> **Task goal**:
Read the data and repeat all of it exactly.
★ ★ ★ ★
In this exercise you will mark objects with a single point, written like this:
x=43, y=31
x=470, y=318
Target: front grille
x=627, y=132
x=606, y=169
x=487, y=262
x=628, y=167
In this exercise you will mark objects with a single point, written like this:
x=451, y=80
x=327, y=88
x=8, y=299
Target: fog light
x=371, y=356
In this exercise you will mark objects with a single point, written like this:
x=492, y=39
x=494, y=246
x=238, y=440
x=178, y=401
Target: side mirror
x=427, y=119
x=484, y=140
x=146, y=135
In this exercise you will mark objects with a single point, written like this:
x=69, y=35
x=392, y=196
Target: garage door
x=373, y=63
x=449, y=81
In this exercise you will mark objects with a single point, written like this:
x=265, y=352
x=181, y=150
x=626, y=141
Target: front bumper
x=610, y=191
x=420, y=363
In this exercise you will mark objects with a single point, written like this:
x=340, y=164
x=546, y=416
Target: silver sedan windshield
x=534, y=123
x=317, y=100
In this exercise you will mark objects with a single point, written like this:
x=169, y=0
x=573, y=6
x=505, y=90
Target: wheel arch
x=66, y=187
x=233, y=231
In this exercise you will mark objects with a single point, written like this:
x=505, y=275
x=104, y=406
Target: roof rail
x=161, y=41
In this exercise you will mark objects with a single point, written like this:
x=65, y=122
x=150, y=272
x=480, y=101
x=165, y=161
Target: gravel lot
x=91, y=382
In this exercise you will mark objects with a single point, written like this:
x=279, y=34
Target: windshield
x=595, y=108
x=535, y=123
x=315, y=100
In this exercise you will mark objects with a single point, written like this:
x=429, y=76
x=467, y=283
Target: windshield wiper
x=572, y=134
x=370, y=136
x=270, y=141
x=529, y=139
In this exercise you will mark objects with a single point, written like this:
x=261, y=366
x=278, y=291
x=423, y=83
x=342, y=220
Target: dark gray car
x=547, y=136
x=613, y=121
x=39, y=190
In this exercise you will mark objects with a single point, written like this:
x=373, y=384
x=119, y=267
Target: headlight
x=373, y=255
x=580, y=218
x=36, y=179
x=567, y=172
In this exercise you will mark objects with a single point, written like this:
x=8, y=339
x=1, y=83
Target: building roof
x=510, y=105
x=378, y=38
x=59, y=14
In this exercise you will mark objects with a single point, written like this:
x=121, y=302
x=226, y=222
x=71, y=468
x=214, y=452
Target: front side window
★ ★ ★ ★
> **Task solution**:
In this exercise you will mark objects with a single point, written like this:
x=43, y=31
x=470, y=318
Target: front grille
x=627, y=132
x=606, y=169
x=487, y=262
x=628, y=167
In this exercise you will mark objects with a single point, written like this:
x=451, y=80
x=327, y=88
x=8, y=299
Target: fog light
x=371, y=356
In this exercise you will mark objects with a single point, written like this:
x=492, y=39
x=494, y=246
x=238, y=440
x=178, y=401
Target: side mirror
x=427, y=119
x=484, y=140
x=146, y=135
In this exercise you will mark objects with a single point, written like this:
x=69, y=35
x=392, y=196
Target: garage door
x=373, y=63
x=449, y=81
In this exercise you will mark objects with a single point, written like this:
x=265, y=352
x=181, y=150
x=626, y=141
Target: front bumper
x=610, y=191
x=420, y=363
In this exercise you will mark objects with a single point, written like this:
x=340, y=164
x=546, y=416
Target: silver sedan windshield
x=534, y=123
x=317, y=100
In this exercise you will mark objects with a single point, written like this:
x=169, y=0
x=573, y=6
x=505, y=90
Target: wheel arch
x=66, y=187
x=233, y=231
In this exercise you will mark objects with a single point, written like this:
x=505, y=275
x=104, y=406
Target: roof rail
x=161, y=41
In this exercise you will mark objects with a single point, written like this:
x=65, y=122
x=150, y=272
x=480, y=101
x=165, y=161
Target: gravel lot
x=91, y=382
In this exercise you will mark objects with a single point, written like this:
x=279, y=34
Target: windshield
x=595, y=108
x=535, y=123
x=315, y=100
In this exercise you will mark objects with a single point, written like this:
x=429, y=76
x=467, y=283
Target: windshield wiper
x=572, y=134
x=370, y=136
x=270, y=141
x=529, y=139
In this exercise you will mark objects with a single point, written like this:
x=261, y=366
x=278, y=291
x=423, y=83
x=342, y=220
Target: dark gray car
x=547, y=136
x=613, y=121
x=39, y=190
In this exercise you will mark objects with a single point, written like this:
x=373, y=384
x=119, y=267
Target: headlight
x=373, y=255
x=580, y=218
x=36, y=179
x=567, y=172
In this exercise you will mark objects with a single point, written like this:
x=8, y=339
x=1, y=83
Target: building roof
x=510, y=105
x=378, y=38
x=59, y=14
In this exercise you will mark objects with a single point, written like this:
x=121, y=302
x=226, y=222
x=71, y=468
x=214, y=452
Target: front side window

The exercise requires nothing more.